[Data items]
______________________________

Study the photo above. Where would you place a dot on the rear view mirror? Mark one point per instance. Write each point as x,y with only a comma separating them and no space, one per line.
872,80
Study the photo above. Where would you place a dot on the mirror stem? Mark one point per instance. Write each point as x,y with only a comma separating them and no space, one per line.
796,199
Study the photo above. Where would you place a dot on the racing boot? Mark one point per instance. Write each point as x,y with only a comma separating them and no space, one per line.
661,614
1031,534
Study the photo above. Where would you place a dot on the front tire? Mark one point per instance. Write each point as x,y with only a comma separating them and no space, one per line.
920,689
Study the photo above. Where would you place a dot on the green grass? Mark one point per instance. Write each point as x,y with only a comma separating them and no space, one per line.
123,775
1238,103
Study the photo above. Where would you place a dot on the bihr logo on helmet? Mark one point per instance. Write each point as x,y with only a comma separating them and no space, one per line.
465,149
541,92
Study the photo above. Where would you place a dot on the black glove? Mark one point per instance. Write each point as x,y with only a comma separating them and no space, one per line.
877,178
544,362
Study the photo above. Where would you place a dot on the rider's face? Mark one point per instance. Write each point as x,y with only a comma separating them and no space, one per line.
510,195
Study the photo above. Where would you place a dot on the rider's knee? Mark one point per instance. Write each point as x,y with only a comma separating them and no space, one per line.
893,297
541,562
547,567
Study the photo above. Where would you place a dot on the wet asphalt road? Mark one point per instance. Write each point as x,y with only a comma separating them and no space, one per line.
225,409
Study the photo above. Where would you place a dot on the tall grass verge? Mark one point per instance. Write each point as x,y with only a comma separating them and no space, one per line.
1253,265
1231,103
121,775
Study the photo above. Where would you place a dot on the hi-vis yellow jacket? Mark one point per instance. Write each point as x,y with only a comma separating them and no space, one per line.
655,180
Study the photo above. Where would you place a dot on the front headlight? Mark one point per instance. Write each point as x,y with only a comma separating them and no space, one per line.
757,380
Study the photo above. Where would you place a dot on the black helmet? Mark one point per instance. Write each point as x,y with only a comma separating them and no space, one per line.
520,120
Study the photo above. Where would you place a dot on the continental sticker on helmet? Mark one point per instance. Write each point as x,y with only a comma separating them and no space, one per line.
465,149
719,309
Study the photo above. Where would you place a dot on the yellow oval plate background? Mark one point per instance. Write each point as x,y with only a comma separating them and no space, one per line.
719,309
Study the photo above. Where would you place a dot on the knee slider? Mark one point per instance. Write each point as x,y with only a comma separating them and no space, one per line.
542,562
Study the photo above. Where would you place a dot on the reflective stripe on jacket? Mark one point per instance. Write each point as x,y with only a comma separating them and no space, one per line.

______________________________

Directions: In full and without alteration, return every line above.

Task output:
Study the photo above. Where would you place a dot on the rear view mirror? Mark one point per instance. Write each point as x,y with only a comma separating them and no space, one per line.
872,80
Study the photo above. Where would you place a dot on the mirror stem? Mark one point per instance. Write each point as x,y with only a comma separating them and no space, one per line.
796,199
Study the photo above. Where would you place a dot on the racing boot? Mark one point per instance. Write each point as x,y with only a comma separating them and no space, one per line.
661,614
1031,534
Study the photo above. Where would you place a dot on the front tire? Mark one point per instance. Write each point as x,y with only a comma separating them and no space, one per line.
920,689
Study the photo above. Where would you place a dot on the green grass? Mark one point per instance. Write each point as x,y with only a comma separating them and no space, one per line.
123,775
1238,103
Study the photo above. Where would you place a dot on the bihr logo on helmet? Mark one point per instance. Write each point as x,y with only a comma separating them and no space, one per line.
465,149
541,92
Study the photo above. Where would you place a dot on the black glove? Mark one point per instance. Write each point as x,y with only a comma separating them and no space, one per line.
877,178
544,362
Study the photo above. Where would you place a dot on the rider's face? Mark one point per instance. Write each point as x,y with only a comma separating them and no space, one per line.
510,195
Study the photo above. Where would you place a dot on the rider's knee? Mark one point per instance. Write each point as x,y with only a comma separating them and no space, one per line.
893,297
541,562
547,567
Study the photo above. Where would you place a dot on the wet asphalt road? Mark one point per instance. Write each point as x,y with only a comma separating them and no space, one per line.
225,409
Study the photo above. Where would you place a dot on the tall grass verge? Mark one point per instance. Write each point as x,y with only a comma separating them and no space, one per line.
1253,265
1231,103
121,775
Study the photo above. Where would you place a dot on the hi-vis yellow jacket? Mark one point per instance. Write each point as x,y with only a comma separating them and no space, one per line.
655,180
Study the photo above. Where would you place a dot on the front headlight? Mark one point per instance. Write each point as x,y with only a comma separating them and no space, one per line.
757,380
Study the photo above. Where would you place a dot on the black helmet? Mark one point per instance. Write each point as x,y with only a comma separating them and no space, one per line.
520,120
Study the photo above. Where would you place a dot on the continental sticker on helmet? Mark one point per instance. Write each point as x,y with only a comma separating them and no space, one per line.
465,149
719,309
Study the photo above. Where would you place a dot on the yellow oval plate background? Mark one point per instance. Write each point as x,y with only a comma separating them and no space, one per line.
719,309
Study the photo above. Where would you place a dot on the knee slider? Mark one point per instance. Write each point as x,y with only a comma separating them and no space, one per line.
542,562
Study the photo above. Where would you place a dot on the reflective stripe on jacket? Mark one point per instance. Write each point as x,y with only a comma separating them and no space, one per line.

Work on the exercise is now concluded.